◆ **ARTICLE**:
The record efficiency for an LED of 119 lm/W at an operating current of 350 mA (136 lm/W at 70 mA) has been achieved by the latest generation of a red 1-mm² thin-film chip (InGaAlP). Packaged in a Golden Dragon Plus LED, the chip emits at a wavelength of 615 nm. Currently, no LED at this wavelength has a higher efficiency. Its measured efficiency is 44 percent at 350 mA (49 percent at 70 mA), and it exceeds 50 percent efficiency at 350 mA for a wavelength of 642 nm.

The 30 percent increase in the efficiency of the diode results from improved material properties, further development of the thin-film platform and greater output efficiency. Unencapsulated chips benefit even more from the improvements.

Higher efficiency yields greater output for the same current and lower power consumption in all relevant applications. With this technology, new design options are possible, as fewer chips are needed for the same output. In addition, there is 50 percent less wasted thermal heat, so less cooling is required. As brightness increases, the light sources can be made increasingly smaller.

◆ **RAW RECORDS**:
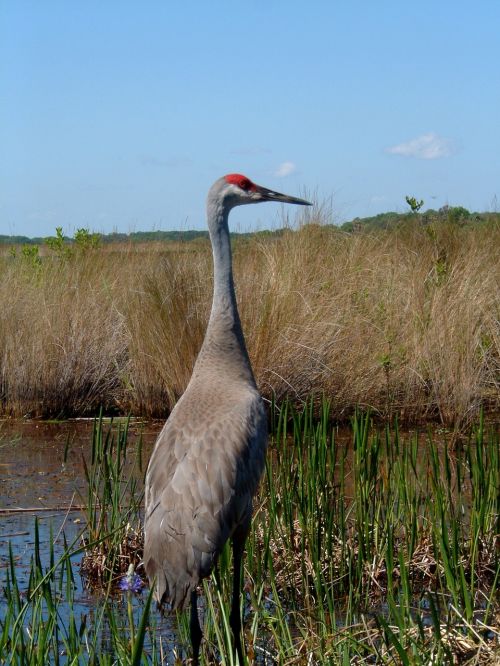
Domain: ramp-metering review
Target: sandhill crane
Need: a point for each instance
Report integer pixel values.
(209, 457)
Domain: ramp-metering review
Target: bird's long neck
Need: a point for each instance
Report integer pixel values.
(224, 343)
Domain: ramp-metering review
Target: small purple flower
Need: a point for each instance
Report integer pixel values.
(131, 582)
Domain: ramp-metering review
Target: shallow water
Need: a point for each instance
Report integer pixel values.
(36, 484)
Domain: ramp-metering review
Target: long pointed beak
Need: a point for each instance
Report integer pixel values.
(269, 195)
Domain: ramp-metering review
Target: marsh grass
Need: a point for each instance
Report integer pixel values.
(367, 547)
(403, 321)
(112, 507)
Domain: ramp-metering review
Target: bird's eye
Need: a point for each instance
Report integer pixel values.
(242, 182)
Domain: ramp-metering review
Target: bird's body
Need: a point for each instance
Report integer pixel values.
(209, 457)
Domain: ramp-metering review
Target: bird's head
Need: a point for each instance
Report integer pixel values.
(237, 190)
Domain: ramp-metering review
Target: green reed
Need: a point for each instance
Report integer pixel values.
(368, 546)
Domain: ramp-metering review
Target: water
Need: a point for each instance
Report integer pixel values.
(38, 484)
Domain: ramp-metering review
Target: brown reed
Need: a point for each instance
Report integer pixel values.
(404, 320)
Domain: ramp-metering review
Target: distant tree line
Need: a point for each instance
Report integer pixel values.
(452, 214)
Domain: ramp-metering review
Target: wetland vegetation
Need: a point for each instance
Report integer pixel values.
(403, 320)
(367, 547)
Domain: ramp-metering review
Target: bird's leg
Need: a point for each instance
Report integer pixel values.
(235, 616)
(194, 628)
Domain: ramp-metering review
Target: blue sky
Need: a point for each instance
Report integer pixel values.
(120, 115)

◆ **WORK INSTRUCTIONS**:
1) In the LED article, at what wavelength does the chip packaged in the Golden Dragon Plus LED emit?
2) Transcribe the LED article from "The 30 percent" up to and including "from the improvements.".
The rows shown here come from a separate source.

◆ **ANSWERS PROVIDED**:
1) 615 nm

2)
The 30 percent increase in the efficiency of the diode results from improved material properties, further development of the thin-film platform and greater output efficiency. Unencapsulated chips benefit even more from the improvements.